● DIRECTION 1
Quote the Zeppelin installation guide word for word between "sudo apt install" and "clear browser cache.", inclusive.

Perform one-click visualization for almost everything with the flexibility of choosing what comes on the axes and what needs to be aggregated.

Here’s how you install Zeppelin

There are multiple ways of running Zeppelin in your system.

Let’s start with Docker

Zeppelin can be effortlessly installed through a docker. We created our docker image which can be used to install Zeppelin.

First and foremost, install Docker.

To install Docker on Mac refer to this quick tutorial: https://docs.docker.com/docker-for-mac/install/

To install Docker on Linux:

sudo apt install docker.io
sudo systemctl start docker
sudo systemctl enable docker
docker — version

Now that you have your docker set, just run this command. Use sudo if required:

docker run -it --rm -p 8181:8080 akshat4916/basic_ml_zeppelin:latest

Once the server has started successfully, go to http://localhost:8181 in your web browser. And Done!

If you are having trouble accessing the main page, please clear browser cache.

By default, the docker container doesn’t persist any file. As a result, you will lose all the notebooks that you were working on. To persist notes and logs, we can set the docker volume option.

docker run -p 8181:8080 --rm -v $PWD/logs:/logs -v $PWD/notebook:/notebook -e ZEPPELIN_LOG_DIR='/logs' -e ZEPPELIN_NOTEBOOK_DIR='/notebook' --name akshat4916/basic_ml_zeppelin:latest

Installation through Zeppelin Binaries

Even without a docker, you can install Zeppelin with minimal effort. Follow these steps and you’ll be good to go!

Download the all-interpreter binary package of the latest release of Apache Zeppelin from this page.
Extract all files from the compressed package in your desired path in a folder say ‘zeppelin’.
On Unix based platforms, run:

zeppelin/bin/zeppelin-daemon.sh start

On Windows, run:

zeppelin\bin\zeppelin.cmd

Once the server has started successfully, go to http://localhost:8080 in your web browser. And Done!

● DIRECTION 2
Print the lines of the listing exactly, from the line holding "Task: locate the green plant stalk." through the last line of the listing, inclusive.

● PROVIDED DATA
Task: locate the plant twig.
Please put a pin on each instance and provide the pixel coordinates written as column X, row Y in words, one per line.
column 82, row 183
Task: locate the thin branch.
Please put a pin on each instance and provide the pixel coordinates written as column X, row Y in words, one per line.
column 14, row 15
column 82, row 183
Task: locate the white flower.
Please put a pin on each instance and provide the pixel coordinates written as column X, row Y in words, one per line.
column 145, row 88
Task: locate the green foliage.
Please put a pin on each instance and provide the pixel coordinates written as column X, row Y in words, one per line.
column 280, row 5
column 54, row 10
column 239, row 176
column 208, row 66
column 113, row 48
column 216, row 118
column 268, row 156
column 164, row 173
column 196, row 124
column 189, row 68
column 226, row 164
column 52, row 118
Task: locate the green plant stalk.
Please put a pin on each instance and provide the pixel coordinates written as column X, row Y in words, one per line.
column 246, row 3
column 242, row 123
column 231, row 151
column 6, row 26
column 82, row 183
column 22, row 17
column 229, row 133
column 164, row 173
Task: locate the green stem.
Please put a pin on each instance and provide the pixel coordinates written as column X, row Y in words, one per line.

● TASK OUTPUT 1
sudo apt install docker.io
sudo systemctl start docker
sudo systemctl enable docker
docker — version

Now that you have your docker set, just run this command. Use sudo if required:

docker run -it --rm -p 8181:8080 akshat4916/basic_ml_zeppelin:latest

Once the server has started successfully, go to http://localhost:8181 in your web browser. And Done!

If you are having trouble accessing the main page, please clear browser cache.

● TASK OUTPUT 2
Task: locate the green plant stalk.
Please put a pin on each instance and provide the pixel coordinates written as column X, row Y in words, one per line.
column 246, row 3
column 242, row 123
column 231, row 151
column 6, row 26
column 82, row 183
column 22, row 17
column 229, row 133
column 164, row 173
Task: locate the green stem.
Please put a pin on each instance and provide the pixel coordinates written as column X, row Y in words, one per line.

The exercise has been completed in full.